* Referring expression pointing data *
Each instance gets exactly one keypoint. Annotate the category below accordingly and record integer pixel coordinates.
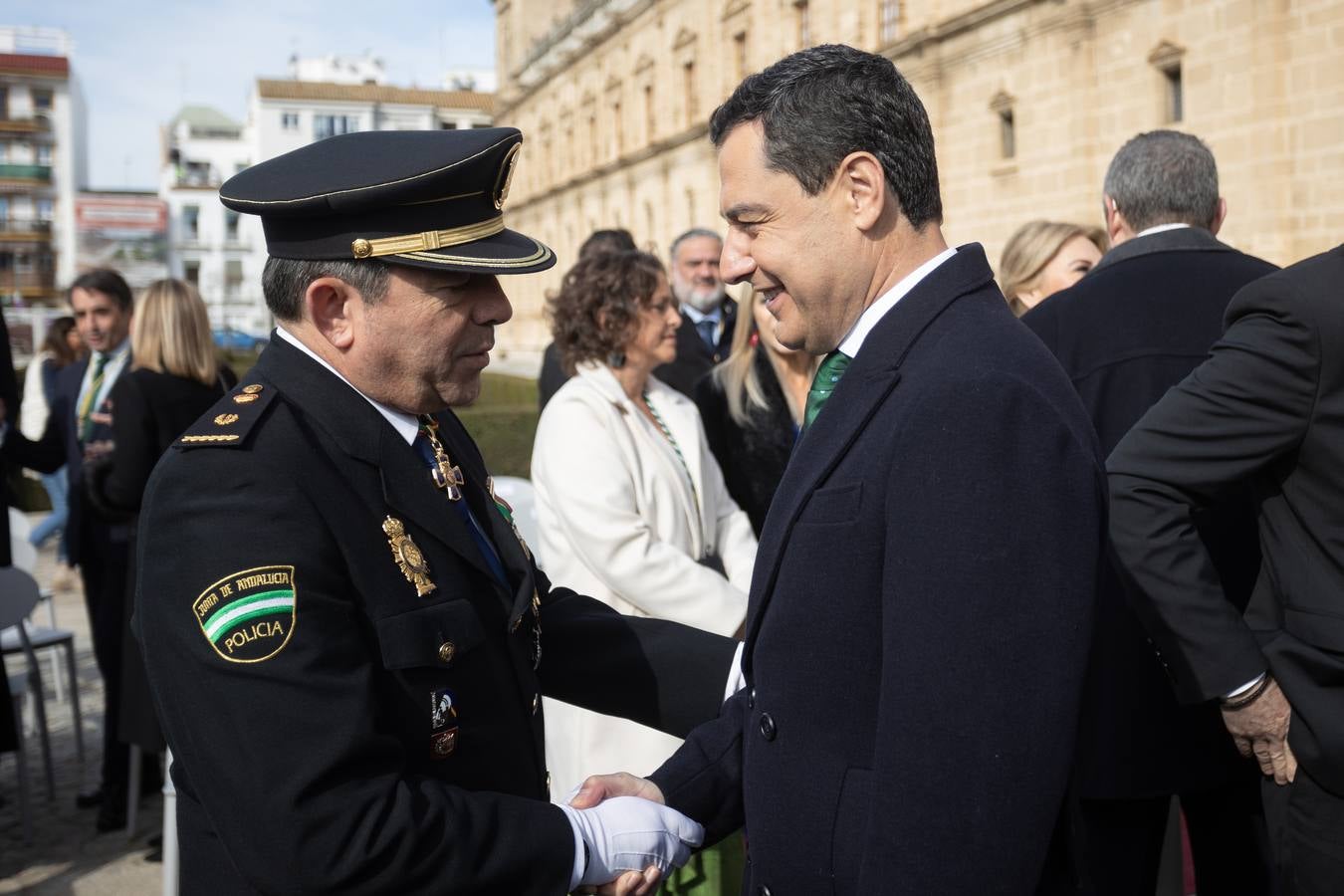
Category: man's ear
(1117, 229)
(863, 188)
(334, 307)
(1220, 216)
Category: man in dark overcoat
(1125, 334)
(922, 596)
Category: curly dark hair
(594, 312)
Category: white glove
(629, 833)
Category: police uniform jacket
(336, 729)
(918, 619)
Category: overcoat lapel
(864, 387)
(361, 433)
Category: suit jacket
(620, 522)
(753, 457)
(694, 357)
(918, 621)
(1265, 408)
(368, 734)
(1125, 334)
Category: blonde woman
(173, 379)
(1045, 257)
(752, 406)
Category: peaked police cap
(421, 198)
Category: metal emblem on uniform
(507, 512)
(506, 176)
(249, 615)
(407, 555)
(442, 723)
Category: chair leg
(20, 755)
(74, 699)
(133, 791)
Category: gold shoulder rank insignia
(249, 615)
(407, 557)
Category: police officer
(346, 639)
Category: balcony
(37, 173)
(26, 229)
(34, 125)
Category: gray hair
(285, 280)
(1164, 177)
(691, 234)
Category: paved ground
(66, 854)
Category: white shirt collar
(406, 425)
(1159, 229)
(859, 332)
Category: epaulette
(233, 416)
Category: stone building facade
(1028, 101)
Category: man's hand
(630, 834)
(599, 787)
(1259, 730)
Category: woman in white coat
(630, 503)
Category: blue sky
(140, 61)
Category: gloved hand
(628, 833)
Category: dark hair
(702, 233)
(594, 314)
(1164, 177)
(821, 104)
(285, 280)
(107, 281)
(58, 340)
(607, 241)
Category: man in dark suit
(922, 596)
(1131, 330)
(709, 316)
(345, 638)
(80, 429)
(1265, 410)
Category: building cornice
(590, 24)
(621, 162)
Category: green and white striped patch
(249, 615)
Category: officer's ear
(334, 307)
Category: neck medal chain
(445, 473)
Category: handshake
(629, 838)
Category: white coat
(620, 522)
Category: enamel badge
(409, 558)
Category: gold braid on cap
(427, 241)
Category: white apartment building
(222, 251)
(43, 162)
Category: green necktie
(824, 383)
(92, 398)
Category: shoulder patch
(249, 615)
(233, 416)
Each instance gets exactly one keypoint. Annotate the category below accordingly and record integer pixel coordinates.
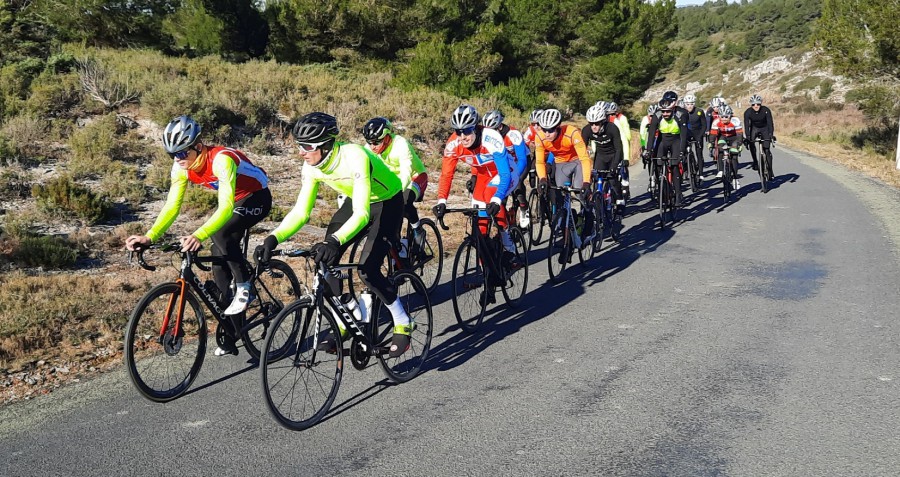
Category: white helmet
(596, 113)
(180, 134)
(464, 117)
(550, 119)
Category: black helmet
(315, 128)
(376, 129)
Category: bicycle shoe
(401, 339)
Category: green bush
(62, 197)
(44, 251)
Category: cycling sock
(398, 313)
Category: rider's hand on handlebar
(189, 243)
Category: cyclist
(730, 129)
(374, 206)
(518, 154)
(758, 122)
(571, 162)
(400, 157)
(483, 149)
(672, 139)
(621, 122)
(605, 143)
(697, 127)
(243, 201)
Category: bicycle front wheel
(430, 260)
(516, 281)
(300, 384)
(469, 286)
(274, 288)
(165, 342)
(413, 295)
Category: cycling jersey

* * *

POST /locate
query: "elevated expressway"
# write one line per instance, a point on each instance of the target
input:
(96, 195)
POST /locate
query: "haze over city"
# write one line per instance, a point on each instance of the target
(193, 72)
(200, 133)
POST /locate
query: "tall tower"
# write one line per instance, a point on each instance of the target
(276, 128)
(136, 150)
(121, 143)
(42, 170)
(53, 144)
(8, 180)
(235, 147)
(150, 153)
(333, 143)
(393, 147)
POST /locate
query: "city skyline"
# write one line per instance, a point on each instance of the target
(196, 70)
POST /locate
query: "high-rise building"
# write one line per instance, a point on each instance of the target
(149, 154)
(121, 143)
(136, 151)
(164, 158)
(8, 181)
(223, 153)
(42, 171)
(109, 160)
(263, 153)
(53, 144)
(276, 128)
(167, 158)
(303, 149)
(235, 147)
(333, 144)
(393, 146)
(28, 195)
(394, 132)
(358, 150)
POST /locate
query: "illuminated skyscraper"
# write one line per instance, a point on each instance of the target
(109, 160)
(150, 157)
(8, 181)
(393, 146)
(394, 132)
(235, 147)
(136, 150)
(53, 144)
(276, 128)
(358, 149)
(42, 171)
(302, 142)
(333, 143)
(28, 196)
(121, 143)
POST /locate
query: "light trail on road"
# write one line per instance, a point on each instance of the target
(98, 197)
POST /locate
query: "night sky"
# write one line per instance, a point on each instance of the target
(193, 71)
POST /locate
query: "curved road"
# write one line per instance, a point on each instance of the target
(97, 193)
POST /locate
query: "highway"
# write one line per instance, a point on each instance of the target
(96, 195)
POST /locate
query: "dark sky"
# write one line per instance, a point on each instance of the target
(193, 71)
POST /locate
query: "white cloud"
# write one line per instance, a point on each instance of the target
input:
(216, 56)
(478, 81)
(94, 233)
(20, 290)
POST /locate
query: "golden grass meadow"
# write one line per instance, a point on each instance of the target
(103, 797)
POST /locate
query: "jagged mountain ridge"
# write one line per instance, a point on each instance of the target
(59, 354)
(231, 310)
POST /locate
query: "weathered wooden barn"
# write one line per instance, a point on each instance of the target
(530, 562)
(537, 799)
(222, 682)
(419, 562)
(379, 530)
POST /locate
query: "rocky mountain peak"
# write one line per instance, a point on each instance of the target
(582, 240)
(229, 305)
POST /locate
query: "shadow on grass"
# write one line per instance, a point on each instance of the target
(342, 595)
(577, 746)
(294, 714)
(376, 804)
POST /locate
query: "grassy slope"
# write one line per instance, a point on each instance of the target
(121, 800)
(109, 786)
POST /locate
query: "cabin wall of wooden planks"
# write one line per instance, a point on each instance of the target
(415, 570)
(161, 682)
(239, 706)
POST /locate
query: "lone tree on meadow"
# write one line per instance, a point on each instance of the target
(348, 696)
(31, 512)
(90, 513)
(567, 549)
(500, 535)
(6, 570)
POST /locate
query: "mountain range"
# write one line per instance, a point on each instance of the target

* What the task asks *
Search each line of the data above for "mountain", and copy the lines where it occurs.

* Task response *
query: "jagged mountain ridge"
query: "rocky mountain peak"
query: "mountain range"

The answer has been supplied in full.